* PROBLEM *
Starting from the line with "Where can you find the marigold", transcribe each line to the end of the records below. Copy them exactly and write nothing else.
── TASK INPUTS ──
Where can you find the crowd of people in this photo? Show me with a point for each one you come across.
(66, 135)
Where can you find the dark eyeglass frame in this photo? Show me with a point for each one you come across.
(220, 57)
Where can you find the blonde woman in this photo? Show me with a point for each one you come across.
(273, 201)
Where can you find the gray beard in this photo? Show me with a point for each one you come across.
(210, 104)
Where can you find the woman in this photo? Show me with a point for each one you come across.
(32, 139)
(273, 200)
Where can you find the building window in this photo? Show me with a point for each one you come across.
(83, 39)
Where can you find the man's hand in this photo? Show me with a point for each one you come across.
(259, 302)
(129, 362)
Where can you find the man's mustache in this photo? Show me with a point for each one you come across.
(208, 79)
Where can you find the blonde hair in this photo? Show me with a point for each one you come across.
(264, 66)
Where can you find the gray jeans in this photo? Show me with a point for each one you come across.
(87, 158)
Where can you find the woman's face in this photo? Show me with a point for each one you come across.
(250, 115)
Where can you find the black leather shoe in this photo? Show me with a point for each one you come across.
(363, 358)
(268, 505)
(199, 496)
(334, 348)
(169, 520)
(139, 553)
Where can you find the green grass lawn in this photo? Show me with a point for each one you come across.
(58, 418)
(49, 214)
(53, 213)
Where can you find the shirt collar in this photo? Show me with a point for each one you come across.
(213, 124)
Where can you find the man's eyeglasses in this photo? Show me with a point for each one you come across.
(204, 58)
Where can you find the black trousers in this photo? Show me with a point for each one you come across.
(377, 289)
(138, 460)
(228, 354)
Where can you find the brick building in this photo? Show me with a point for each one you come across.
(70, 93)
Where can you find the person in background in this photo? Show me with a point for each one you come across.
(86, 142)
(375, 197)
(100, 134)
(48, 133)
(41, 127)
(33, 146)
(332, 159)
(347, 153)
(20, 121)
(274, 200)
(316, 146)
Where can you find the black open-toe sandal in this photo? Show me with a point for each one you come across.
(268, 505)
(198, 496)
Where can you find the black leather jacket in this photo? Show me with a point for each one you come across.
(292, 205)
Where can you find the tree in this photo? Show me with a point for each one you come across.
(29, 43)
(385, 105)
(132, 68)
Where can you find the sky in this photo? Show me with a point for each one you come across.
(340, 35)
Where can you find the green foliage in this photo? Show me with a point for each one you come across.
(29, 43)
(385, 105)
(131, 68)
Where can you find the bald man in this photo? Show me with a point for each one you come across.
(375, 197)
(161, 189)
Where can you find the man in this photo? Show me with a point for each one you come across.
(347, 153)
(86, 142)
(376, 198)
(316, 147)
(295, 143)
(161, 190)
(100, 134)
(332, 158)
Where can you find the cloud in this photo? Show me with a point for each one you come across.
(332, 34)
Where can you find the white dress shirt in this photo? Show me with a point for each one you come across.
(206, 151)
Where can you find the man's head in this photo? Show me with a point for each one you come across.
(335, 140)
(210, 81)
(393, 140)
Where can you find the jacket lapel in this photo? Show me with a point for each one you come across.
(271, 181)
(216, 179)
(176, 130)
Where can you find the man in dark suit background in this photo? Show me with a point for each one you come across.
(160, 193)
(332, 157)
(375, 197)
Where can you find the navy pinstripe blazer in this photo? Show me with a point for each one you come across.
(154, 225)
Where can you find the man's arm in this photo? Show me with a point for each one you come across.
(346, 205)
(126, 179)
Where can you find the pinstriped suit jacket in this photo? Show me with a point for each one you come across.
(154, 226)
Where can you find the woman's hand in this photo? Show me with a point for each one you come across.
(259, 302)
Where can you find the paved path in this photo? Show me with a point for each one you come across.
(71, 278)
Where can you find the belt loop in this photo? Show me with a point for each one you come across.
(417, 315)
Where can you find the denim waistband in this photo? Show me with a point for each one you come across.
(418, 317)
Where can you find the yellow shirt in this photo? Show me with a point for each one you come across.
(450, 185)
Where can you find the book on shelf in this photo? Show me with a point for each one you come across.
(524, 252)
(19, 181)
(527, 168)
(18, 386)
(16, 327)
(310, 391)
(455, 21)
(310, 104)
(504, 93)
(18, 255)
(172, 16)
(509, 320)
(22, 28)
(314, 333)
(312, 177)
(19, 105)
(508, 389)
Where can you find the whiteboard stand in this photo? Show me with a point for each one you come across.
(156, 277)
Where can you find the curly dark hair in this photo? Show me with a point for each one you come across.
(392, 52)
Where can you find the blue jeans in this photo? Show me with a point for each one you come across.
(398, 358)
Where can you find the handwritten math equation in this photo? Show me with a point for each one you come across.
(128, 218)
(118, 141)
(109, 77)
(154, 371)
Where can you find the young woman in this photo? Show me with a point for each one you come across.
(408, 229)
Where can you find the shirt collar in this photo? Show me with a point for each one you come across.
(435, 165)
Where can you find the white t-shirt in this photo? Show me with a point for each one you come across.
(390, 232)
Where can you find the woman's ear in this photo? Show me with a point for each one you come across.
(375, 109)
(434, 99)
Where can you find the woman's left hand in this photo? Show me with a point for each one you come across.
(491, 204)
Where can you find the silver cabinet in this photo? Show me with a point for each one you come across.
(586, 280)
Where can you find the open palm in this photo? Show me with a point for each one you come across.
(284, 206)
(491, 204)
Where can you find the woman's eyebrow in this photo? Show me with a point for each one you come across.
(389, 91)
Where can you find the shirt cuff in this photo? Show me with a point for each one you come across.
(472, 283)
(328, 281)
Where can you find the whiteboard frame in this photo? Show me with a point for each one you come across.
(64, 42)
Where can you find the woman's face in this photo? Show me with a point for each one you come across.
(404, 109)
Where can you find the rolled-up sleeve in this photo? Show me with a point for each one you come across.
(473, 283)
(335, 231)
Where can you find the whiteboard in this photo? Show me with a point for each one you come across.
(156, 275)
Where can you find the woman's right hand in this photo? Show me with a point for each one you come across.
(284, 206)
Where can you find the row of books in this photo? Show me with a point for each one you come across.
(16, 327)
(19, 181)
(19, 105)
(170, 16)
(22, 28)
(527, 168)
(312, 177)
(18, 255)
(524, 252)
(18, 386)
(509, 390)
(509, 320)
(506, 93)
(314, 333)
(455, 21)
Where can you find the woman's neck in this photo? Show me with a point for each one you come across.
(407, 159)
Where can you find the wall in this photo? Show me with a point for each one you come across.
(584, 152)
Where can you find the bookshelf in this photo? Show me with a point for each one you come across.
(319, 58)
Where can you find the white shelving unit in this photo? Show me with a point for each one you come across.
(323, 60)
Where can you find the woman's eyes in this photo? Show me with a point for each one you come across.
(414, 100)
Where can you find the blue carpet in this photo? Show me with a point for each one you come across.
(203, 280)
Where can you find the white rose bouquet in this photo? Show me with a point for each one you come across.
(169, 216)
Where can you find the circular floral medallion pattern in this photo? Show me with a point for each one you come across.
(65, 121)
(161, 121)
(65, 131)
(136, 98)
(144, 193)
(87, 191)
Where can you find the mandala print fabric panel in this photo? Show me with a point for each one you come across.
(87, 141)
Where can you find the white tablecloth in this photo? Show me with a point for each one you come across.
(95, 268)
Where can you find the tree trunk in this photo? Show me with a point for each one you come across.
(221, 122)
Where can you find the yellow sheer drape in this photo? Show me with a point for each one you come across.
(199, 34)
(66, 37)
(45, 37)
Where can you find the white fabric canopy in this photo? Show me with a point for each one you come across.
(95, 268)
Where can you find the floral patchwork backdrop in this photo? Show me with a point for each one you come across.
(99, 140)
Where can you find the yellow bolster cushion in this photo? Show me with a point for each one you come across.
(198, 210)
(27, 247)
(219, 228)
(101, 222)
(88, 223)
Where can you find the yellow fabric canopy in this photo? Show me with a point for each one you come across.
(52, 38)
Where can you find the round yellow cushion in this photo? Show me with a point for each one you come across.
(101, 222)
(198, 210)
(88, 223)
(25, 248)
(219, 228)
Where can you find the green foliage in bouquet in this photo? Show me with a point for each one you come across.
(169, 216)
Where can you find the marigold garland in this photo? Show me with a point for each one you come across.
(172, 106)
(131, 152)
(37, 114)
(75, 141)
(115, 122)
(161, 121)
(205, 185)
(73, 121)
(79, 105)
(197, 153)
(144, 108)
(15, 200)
───
* RESPONSE AREA *
Where can you find the marigold garland in this photo? Show me with a point for each one you come across.
(172, 106)
(131, 152)
(37, 114)
(75, 141)
(115, 122)
(161, 121)
(205, 185)
(73, 121)
(79, 105)
(197, 153)
(144, 108)
(15, 200)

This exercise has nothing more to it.